Given information >>
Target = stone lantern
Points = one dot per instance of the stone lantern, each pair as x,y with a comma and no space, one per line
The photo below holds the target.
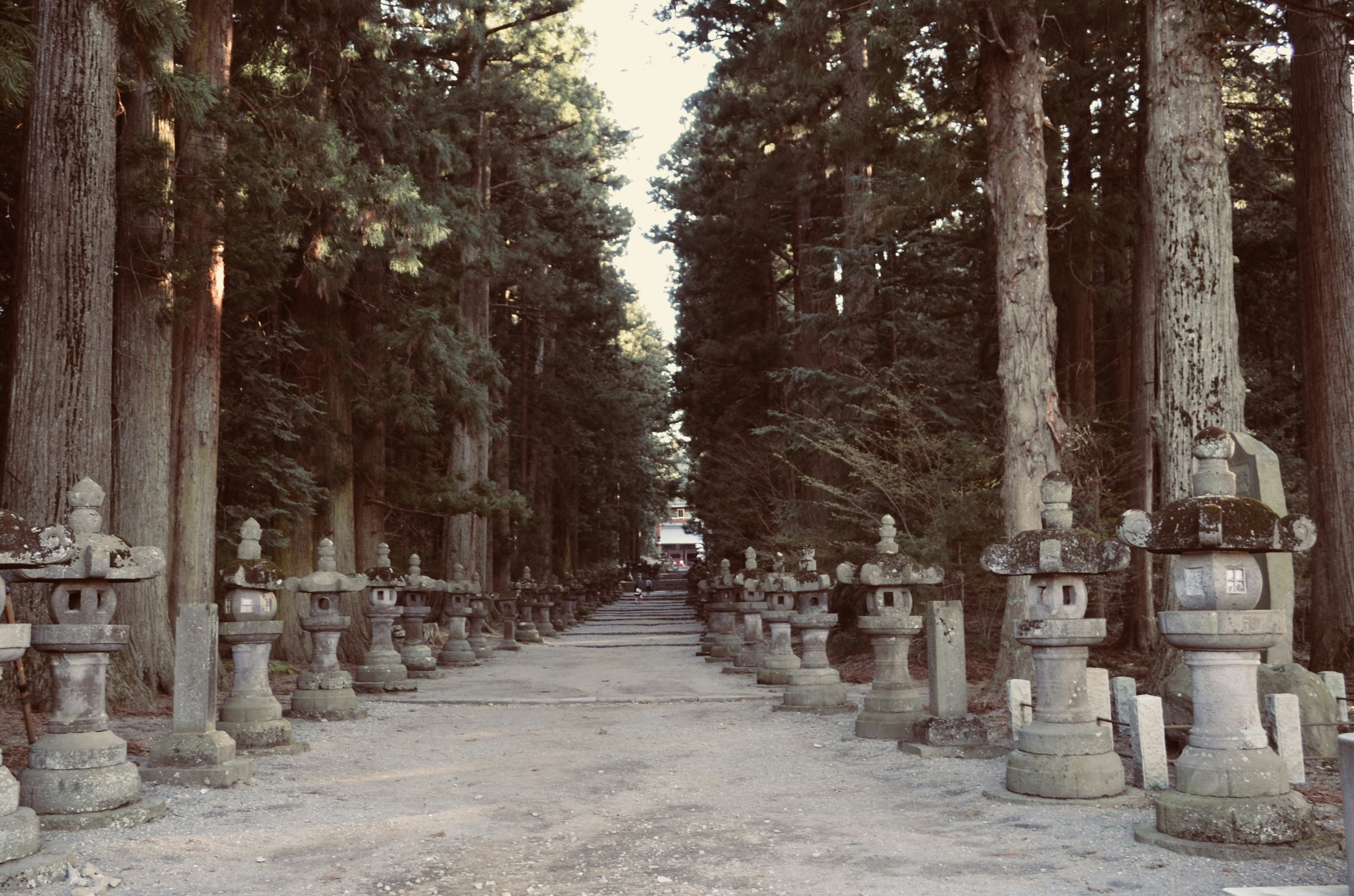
527,633
725,642
416,653
381,669
24,856
508,614
252,714
816,687
755,646
78,775
478,614
1230,787
457,651
324,692
1065,753
896,703
545,604
780,659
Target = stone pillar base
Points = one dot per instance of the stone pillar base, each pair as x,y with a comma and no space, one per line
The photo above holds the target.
137,812
47,864
198,760
889,726
79,791
332,704
1065,778
1219,820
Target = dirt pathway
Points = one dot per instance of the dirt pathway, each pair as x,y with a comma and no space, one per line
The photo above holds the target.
464,790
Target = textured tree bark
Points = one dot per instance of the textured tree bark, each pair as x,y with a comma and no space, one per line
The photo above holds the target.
61,358
1011,82
198,339
1323,132
143,378
1189,208
466,535
859,277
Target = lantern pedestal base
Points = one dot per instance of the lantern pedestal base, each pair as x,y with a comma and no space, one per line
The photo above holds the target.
139,812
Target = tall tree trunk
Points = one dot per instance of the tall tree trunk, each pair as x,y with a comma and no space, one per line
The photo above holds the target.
198,339
466,535
143,378
859,277
61,358
1199,373
1323,132
1011,83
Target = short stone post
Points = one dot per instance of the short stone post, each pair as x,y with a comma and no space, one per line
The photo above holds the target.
779,595
457,651
1283,711
725,642
25,859
527,633
478,614
1123,691
1147,735
749,657
78,775
416,653
324,692
1020,704
1066,753
1336,684
816,687
508,612
252,714
381,669
896,704
1230,787
545,603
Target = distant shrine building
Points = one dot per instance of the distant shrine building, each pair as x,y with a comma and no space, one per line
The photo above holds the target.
679,547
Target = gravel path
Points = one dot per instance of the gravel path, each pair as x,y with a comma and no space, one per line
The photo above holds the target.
672,795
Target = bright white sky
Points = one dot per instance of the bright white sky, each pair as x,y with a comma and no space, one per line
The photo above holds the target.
638,68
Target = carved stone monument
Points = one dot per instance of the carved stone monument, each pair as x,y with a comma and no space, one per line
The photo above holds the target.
896,704
381,669
1065,753
79,776
1230,787
324,692
252,714
416,654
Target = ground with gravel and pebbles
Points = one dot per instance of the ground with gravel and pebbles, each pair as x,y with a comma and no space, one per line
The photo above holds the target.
642,771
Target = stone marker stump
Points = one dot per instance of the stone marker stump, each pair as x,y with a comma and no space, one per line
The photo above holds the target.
725,642
816,687
324,692
779,596
415,609
78,775
755,646
26,860
527,633
252,715
896,704
951,731
381,669
457,651
197,754
508,612
1231,790
545,604
478,614
1066,753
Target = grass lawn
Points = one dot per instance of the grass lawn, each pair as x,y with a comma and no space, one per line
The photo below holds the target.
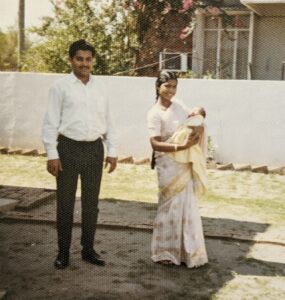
244,194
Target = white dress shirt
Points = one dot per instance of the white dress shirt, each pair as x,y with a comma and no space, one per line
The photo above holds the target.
80,112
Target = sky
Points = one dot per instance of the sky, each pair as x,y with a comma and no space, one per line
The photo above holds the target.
34,9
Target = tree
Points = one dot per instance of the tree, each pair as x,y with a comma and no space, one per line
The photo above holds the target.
167,24
107,26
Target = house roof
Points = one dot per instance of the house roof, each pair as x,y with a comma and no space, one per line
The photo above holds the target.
272,8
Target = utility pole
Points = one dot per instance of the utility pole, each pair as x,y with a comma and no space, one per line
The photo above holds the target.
21,32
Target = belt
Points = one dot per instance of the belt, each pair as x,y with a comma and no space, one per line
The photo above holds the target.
64,138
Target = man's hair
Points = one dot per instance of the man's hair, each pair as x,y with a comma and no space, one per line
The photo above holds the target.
80,45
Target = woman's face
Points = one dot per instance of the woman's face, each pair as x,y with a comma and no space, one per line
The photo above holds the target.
168,89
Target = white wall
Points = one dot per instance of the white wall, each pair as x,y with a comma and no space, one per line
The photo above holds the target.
245,118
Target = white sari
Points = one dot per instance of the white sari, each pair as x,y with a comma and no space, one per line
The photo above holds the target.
178,233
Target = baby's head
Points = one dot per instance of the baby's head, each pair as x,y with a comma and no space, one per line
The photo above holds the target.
199,110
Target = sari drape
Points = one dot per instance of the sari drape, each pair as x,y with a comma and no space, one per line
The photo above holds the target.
177,234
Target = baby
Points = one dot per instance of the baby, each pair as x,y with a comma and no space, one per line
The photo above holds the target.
194,154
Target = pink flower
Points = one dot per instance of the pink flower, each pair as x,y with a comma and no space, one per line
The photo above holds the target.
184,33
186,4
167,9
138,5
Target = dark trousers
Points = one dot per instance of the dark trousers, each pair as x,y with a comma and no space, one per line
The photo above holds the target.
84,159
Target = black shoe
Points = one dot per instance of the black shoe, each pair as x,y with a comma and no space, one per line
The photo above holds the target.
62,260
92,257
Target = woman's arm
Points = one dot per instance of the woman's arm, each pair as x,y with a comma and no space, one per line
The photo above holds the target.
158,145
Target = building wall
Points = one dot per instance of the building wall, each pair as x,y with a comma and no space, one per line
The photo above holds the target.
245,118
268,47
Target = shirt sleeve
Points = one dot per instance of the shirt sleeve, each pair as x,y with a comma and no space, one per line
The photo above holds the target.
153,124
51,122
111,135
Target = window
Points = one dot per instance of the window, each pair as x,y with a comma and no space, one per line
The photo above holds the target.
175,61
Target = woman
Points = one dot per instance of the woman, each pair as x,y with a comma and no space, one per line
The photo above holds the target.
178,234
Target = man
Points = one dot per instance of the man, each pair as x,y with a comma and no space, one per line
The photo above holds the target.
77,119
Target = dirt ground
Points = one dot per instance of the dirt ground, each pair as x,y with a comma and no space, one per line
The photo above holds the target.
236,269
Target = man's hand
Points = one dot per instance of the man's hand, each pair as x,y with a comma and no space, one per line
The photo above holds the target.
112,161
54,167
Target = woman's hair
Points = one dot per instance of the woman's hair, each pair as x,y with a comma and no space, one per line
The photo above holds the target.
80,45
163,77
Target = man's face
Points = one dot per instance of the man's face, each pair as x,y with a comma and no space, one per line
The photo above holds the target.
82,63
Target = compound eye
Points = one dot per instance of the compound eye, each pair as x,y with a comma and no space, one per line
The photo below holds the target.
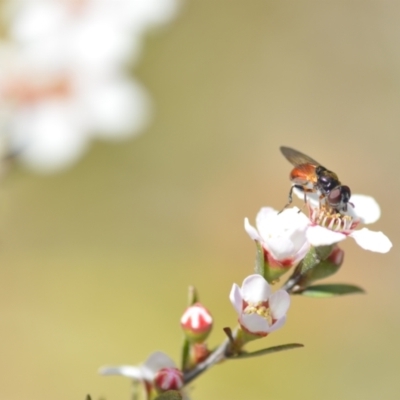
327,183
346,194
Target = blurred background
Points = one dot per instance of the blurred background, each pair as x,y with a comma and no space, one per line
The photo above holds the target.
96,258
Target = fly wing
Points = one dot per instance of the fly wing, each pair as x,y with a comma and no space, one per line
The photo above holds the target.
296,157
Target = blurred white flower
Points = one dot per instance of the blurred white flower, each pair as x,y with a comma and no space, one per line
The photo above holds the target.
145,372
158,371
282,235
260,311
62,79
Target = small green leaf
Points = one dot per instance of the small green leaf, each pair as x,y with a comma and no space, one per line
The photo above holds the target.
268,350
314,257
331,290
259,267
169,395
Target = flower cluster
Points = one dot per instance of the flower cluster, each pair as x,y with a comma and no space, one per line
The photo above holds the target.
286,240
63,78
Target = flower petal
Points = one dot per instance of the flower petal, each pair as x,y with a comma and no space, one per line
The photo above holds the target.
365,208
279,303
373,241
254,323
252,232
264,217
235,297
255,289
320,236
123,370
281,248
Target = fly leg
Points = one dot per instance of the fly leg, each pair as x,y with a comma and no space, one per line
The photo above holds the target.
290,198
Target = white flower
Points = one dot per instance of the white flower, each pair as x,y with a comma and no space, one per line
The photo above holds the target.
62,79
145,372
327,228
282,235
149,371
260,311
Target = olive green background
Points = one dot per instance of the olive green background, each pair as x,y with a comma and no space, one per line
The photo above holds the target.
95,262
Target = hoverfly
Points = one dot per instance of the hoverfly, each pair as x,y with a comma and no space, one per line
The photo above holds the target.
310,176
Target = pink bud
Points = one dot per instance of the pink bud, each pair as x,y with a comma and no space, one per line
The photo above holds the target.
196,322
168,379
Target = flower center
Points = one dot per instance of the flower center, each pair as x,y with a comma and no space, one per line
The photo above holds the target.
27,92
261,309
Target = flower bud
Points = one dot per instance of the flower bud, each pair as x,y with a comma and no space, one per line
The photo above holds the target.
196,322
326,267
168,379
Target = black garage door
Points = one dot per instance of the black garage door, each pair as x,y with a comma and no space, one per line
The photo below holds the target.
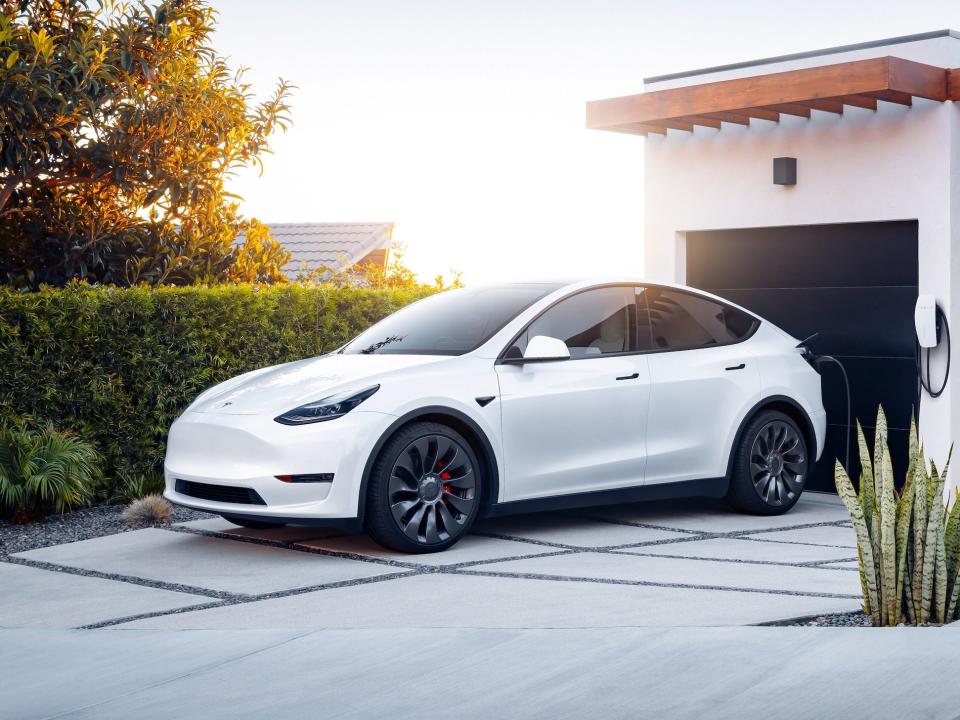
855,284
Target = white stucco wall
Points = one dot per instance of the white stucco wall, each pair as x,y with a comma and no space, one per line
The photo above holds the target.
897,163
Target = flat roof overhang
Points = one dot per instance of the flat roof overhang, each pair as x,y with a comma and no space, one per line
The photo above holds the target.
860,83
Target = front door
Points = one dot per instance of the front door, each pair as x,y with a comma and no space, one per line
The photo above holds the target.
577,425
702,379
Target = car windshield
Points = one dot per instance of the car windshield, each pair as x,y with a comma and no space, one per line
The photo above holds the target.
449,323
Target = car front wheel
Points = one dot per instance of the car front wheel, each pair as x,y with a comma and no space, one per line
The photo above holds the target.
770,465
424,489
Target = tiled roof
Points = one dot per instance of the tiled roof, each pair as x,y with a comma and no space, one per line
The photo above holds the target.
336,246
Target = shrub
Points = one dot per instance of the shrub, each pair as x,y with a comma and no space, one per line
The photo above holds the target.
149,510
908,543
118,365
126,489
44,470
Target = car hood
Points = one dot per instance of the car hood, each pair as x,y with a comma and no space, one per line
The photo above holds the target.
280,388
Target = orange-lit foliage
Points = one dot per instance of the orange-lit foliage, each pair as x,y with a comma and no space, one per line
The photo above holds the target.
120,126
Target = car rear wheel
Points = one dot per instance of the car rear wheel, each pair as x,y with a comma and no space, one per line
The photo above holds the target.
770,465
250,523
424,489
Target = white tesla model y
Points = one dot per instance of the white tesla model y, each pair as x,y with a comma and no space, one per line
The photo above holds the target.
512,398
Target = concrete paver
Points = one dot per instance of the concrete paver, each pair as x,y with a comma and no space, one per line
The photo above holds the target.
451,601
716,516
826,535
757,550
212,563
573,531
672,673
33,597
612,566
470,549
547,570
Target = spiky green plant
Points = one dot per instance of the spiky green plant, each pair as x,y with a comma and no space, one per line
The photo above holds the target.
908,543
43,470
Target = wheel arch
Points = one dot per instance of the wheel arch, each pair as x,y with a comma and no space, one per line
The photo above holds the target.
463,424
789,407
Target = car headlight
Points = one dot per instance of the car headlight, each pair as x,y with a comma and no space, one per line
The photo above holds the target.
328,408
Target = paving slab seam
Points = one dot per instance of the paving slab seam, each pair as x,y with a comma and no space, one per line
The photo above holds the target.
810,564
788,622
129,579
529,541
536,556
729,533
632,523
816,563
292,545
797,542
298,546
252,598
650,583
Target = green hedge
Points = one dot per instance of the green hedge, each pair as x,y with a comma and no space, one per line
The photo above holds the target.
118,365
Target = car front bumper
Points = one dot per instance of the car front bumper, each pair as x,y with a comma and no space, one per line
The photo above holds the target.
218,458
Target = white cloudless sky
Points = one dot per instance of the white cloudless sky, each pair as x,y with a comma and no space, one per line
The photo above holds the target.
462,121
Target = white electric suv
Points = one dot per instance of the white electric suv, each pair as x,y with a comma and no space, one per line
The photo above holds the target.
512,398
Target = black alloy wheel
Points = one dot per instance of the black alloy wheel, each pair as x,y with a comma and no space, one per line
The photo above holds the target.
770,466
424,490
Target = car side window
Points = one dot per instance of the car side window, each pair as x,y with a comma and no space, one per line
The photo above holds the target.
676,320
591,323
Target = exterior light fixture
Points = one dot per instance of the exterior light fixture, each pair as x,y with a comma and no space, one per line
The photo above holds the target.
784,171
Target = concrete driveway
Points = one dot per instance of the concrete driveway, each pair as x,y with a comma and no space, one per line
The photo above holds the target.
691,562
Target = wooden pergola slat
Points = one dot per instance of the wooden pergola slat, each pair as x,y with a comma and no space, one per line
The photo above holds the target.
828,88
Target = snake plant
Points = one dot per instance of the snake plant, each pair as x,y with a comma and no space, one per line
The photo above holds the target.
908,542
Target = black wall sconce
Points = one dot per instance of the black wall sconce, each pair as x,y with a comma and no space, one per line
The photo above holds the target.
784,171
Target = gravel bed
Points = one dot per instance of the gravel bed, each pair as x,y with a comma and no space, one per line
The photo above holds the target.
71,527
854,619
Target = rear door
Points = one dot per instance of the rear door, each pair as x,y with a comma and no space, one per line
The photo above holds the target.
577,425
702,378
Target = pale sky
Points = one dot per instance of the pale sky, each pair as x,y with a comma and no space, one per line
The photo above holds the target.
463,121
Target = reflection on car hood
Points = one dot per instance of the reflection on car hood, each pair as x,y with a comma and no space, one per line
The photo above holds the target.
283,387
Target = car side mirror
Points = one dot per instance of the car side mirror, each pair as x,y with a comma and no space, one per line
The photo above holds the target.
543,348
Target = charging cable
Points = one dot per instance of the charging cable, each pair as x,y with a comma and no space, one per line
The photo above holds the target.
818,359
926,383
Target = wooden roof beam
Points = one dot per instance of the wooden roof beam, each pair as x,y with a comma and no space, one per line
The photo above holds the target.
792,109
894,96
953,84
886,78
702,120
826,105
736,118
861,101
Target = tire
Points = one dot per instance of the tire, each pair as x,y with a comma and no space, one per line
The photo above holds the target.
425,489
250,523
771,464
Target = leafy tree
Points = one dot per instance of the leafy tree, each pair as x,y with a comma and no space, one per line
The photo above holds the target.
120,126
260,259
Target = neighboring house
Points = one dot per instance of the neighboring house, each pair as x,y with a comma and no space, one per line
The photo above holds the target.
334,246
821,190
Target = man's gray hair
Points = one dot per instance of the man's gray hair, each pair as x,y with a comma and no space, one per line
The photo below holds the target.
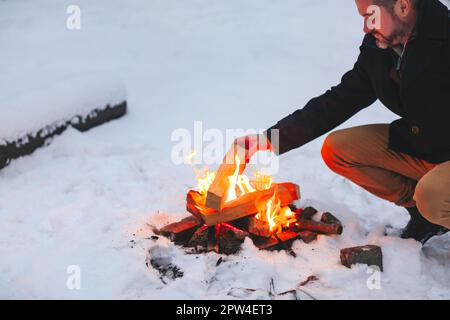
389,4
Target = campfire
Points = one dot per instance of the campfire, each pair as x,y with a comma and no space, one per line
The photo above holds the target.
228,206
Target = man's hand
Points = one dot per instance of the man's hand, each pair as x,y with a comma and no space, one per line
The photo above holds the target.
252,144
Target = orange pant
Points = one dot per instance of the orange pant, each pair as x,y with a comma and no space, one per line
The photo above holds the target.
361,155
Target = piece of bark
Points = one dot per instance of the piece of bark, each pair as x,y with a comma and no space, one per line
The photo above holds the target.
370,255
259,227
273,243
229,238
328,218
199,240
245,205
318,227
285,246
306,213
180,232
218,190
308,236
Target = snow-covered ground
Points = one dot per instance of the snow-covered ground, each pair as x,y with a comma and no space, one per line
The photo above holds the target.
230,64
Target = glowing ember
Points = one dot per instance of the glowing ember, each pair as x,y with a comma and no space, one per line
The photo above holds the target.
276,216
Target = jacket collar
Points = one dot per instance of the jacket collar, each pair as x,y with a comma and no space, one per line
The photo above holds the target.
430,33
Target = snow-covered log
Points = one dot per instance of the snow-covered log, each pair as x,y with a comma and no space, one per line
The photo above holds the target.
32,120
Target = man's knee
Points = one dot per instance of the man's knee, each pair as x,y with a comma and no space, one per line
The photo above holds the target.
331,149
432,200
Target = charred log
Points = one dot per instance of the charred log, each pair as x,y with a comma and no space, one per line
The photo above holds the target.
370,255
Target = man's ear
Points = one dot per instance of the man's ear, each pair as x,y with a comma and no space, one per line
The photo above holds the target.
403,8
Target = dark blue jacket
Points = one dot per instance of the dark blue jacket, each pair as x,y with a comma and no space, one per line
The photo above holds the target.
421,97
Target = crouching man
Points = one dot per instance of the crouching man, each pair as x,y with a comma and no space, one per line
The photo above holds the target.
404,62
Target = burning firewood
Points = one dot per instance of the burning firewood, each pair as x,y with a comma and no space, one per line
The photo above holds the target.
275,242
229,238
232,166
308,236
370,255
180,232
259,227
245,205
319,227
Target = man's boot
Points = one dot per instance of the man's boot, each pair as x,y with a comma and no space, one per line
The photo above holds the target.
421,229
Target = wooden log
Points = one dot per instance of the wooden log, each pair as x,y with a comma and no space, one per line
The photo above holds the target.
244,206
26,145
229,238
180,232
306,213
273,243
319,227
218,190
370,255
308,236
328,218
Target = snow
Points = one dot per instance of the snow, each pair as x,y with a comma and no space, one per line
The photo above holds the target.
230,64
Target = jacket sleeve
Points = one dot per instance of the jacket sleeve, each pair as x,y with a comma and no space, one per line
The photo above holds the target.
326,112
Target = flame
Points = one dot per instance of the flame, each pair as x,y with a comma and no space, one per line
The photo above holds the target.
238,184
204,177
262,181
269,210
276,216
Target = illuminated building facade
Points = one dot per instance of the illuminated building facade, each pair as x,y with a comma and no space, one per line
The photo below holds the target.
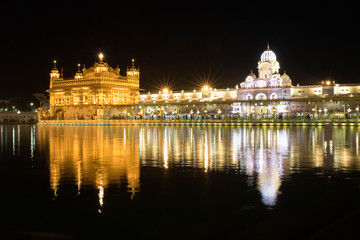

What you need to do >> Could you filter the material above and copy each line that holds the word "model"?

Completed task >>
Target = white tesla model y
Points = one dot per instance of the white tesla model y, each pair as x,y with a comma and no space, one per line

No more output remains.